▸ **To do**:
Rewrite the material below, changing every occurrence of "even-odd rule" to "nonzero winding rule" and keeping all other text identical.

#####

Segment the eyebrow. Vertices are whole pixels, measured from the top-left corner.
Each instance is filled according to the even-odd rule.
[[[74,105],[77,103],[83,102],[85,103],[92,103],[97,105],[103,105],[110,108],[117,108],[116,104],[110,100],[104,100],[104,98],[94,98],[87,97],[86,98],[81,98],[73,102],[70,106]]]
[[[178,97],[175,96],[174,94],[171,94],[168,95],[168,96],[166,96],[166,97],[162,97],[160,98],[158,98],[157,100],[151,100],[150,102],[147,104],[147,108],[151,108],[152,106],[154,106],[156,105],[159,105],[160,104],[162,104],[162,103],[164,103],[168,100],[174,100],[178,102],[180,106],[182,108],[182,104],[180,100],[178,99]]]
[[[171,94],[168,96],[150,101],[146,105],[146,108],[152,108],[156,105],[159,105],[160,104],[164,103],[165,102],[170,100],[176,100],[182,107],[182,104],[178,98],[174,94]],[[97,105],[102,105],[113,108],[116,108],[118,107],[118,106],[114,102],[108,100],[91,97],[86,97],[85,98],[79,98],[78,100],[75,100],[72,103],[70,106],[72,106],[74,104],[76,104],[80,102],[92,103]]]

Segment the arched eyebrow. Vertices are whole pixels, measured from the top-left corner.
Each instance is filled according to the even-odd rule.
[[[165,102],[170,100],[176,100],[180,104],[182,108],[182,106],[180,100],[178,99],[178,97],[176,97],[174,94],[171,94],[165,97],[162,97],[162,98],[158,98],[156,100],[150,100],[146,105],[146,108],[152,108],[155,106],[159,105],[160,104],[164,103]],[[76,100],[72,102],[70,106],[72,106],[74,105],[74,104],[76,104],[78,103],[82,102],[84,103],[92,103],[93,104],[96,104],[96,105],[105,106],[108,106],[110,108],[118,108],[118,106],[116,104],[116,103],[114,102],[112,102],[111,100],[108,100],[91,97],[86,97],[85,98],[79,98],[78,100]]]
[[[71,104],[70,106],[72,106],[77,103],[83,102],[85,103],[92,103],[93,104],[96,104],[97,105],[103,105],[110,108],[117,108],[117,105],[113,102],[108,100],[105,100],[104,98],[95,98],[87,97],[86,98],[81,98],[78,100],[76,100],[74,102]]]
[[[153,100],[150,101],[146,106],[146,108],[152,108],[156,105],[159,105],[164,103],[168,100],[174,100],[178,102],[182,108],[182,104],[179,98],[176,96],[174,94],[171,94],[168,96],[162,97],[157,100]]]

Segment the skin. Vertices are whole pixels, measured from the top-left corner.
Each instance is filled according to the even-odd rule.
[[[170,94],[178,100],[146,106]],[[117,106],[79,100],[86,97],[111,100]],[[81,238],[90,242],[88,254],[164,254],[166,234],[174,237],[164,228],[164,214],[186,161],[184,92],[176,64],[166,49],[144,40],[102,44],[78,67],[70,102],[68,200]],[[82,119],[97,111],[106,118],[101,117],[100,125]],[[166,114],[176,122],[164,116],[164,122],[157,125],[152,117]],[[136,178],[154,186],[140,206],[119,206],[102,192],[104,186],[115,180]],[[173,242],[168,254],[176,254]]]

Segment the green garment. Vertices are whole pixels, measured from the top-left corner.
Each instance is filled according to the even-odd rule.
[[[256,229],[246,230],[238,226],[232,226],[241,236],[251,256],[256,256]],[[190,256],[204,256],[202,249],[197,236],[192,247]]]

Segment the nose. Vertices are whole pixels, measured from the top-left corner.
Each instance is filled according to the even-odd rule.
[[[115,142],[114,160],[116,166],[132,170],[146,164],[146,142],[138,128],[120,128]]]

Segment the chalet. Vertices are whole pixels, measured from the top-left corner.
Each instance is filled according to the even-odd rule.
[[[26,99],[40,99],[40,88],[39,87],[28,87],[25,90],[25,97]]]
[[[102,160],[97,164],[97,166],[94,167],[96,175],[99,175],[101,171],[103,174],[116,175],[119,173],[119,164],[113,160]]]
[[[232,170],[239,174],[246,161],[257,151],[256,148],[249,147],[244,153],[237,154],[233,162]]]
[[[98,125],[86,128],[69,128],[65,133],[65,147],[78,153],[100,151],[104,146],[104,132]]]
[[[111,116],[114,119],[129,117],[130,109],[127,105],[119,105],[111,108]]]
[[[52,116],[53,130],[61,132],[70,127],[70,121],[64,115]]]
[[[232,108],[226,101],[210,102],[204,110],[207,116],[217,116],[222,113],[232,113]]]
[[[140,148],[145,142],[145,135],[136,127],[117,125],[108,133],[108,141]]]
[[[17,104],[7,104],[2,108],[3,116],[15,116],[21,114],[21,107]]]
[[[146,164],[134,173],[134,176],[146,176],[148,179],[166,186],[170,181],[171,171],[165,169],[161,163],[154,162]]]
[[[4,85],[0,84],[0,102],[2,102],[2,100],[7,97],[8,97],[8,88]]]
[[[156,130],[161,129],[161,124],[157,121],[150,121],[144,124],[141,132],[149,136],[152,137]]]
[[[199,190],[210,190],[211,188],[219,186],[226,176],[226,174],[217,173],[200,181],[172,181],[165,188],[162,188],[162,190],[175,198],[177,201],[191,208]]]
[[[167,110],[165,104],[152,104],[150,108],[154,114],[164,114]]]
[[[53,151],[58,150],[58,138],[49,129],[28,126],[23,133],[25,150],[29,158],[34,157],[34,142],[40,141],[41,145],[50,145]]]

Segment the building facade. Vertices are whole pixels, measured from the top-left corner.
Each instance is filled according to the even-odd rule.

#####

▸ **Reply**:
Segment the eyebrow. Vertices are whole pixels, measured from the top-left corner.
Each instance is filled according to the nonzero winding rule.
[[[74,105],[77,103],[83,102],[85,103],[92,103],[97,105],[103,105],[110,108],[117,108],[116,104],[110,100],[104,100],[104,98],[94,98],[87,97],[86,98],[81,98],[73,102],[70,106]]]
[[[178,97],[175,96],[174,94],[171,94],[168,95],[168,96],[166,96],[166,97],[162,97],[160,98],[158,98],[157,100],[151,100],[150,102],[147,104],[147,108],[151,108],[152,106],[154,106],[156,105],[159,105],[160,104],[162,104],[162,103],[164,103],[168,100],[174,100],[178,102],[180,106],[182,108],[182,104],[180,100],[178,99]]]
[[[171,94],[168,96],[150,101],[146,105],[146,108],[152,108],[156,105],[159,105],[160,104],[164,103],[165,102],[170,100],[176,100],[182,107],[182,104],[178,98],[174,94]],[[97,105],[102,105],[113,108],[116,108],[118,107],[118,106],[114,102],[108,100],[91,97],[86,97],[85,98],[79,98],[78,100],[75,100],[72,103],[70,106],[72,106],[74,104],[76,104],[80,102],[92,103]]]

Segment the arched eyebrow. Vertices are whole pixels, measured from the top-left corner.
Each instance is filled according to the nonzero winding rule.
[[[165,102],[170,100],[176,100],[180,104],[182,108],[182,106],[180,100],[178,99],[178,97],[176,97],[174,94],[171,94],[165,97],[162,97],[162,98],[158,98],[156,100],[150,100],[146,105],[146,108],[152,108],[155,106],[159,105],[160,104],[164,103]],[[76,100],[72,102],[70,106],[72,106],[74,105],[74,104],[76,104],[78,103],[82,102],[84,103],[92,103],[93,104],[96,104],[96,105],[105,106],[108,106],[110,108],[118,108],[118,106],[116,104],[116,103],[114,102],[112,102],[111,100],[108,100],[91,97],[86,97],[85,98],[79,98],[78,100]]]
[[[71,104],[70,106],[72,106],[77,103],[83,102],[85,103],[92,103],[93,104],[96,104],[97,105],[103,105],[110,108],[117,108],[117,105],[113,102],[108,100],[105,100],[104,98],[95,98],[87,97],[86,98],[81,98],[78,100],[76,100],[74,102]]]
[[[153,100],[150,101],[146,106],[146,108],[152,108],[156,105],[159,105],[164,103],[168,100],[174,100],[178,102],[182,108],[182,104],[179,98],[176,96],[174,94],[171,94],[168,96],[162,97],[157,100]]]

Segment the skin. Vertices are whole pixels, measured from the top-left corner.
Each instance is filled according to the nonzero winding rule.
[[[170,94],[178,100],[146,106]],[[117,106],[79,100],[86,97],[111,100]],[[81,238],[90,242],[88,254],[164,254],[166,234],[174,237],[164,228],[164,214],[186,161],[184,92],[176,64],[166,49],[144,40],[102,44],[78,67],[70,102],[68,200]],[[82,119],[97,111],[106,118],[101,117],[100,125]],[[166,114],[176,122],[164,116],[164,122],[157,125],[152,117]],[[136,178],[154,186],[140,206],[119,206],[102,192],[104,186],[115,180]],[[173,242],[168,254],[176,254]]]

Segment the green garment. Vertices are whole pixels, measured from the top-left corner.
Each instance is filled according to the nonzero winding rule.
[[[256,229],[246,230],[238,226],[232,226],[241,236],[251,256],[256,256]],[[190,256],[204,256],[202,249],[197,236],[192,247]]]

Segment the nose. Vertices are whole pixels, measured from the top-left corner.
Each instance is filled according to the nonzero winding rule.
[[[115,142],[114,160],[116,166],[132,170],[146,164],[146,142],[138,128],[120,128]]]

Segment the chalet. Vertices are whole pixels, measured from the top-left corner.
Each instance is filled according to the nonzero winding rule.
[[[26,99],[40,99],[40,88],[39,87],[28,87],[25,90],[25,97]]]
[[[102,160],[97,164],[97,166],[94,167],[96,175],[99,175],[101,171],[103,174],[116,175],[119,173],[119,164],[113,160]]]
[[[232,170],[239,174],[246,161],[257,151],[256,148],[249,147],[244,153],[237,154],[233,162]]]
[[[98,125],[86,128],[69,128],[65,133],[65,147],[78,153],[100,151],[104,146],[104,132]]]
[[[111,116],[114,119],[129,117],[130,109],[127,105],[119,105],[111,108]]]
[[[52,116],[53,130],[61,132],[70,127],[70,121],[64,115]]]
[[[232,108],[226,101],[210,102],[204,110],[207,116],[217,116],[222,113],[232,113]]]
[[[140,148],[145,142],[145,135],[136,127],[117,125],[108,133],[108,141]]]
[[[17,104],[7,104],[2,108],[3,116],[15,116],[21,114],[21,107]]]
[[[146,164],[134,173],[134,176],[146,176],[148,179],[166,186],[170,181],[171,171],[165,169],[161,163],[154,162]]]
[[[4,85],[0,84],[0,102],[2,102],[2,100],[7,97],[8,97],[8,88]]]
[[[156,130],[161,129],[161,124],[157,121],[150,121],[144,124],[141,132],[149,136],[152,137]]]
[[[199,190],[210,190],[211,188],[219,186],[226,176],[226,174],[217,173],[200,181],[172,181],[165,188],[162,188],[162,190],[175,198],[177,201],[191,208]]]
[[[167,110],[165,104],[152,104],[150,108],[154,114],[164,114]]]
[[[53,151],[58,150],[58,138],[49,129],[28,126],[23,133],[25,150],[29,158],[34,157],[34,142],[40,141],[41,145],[50,145]]]

Segment the building facade. Vertices are whole pixels, measured from the top-left corner.
Each instance is filled according to the nonzero winding rule.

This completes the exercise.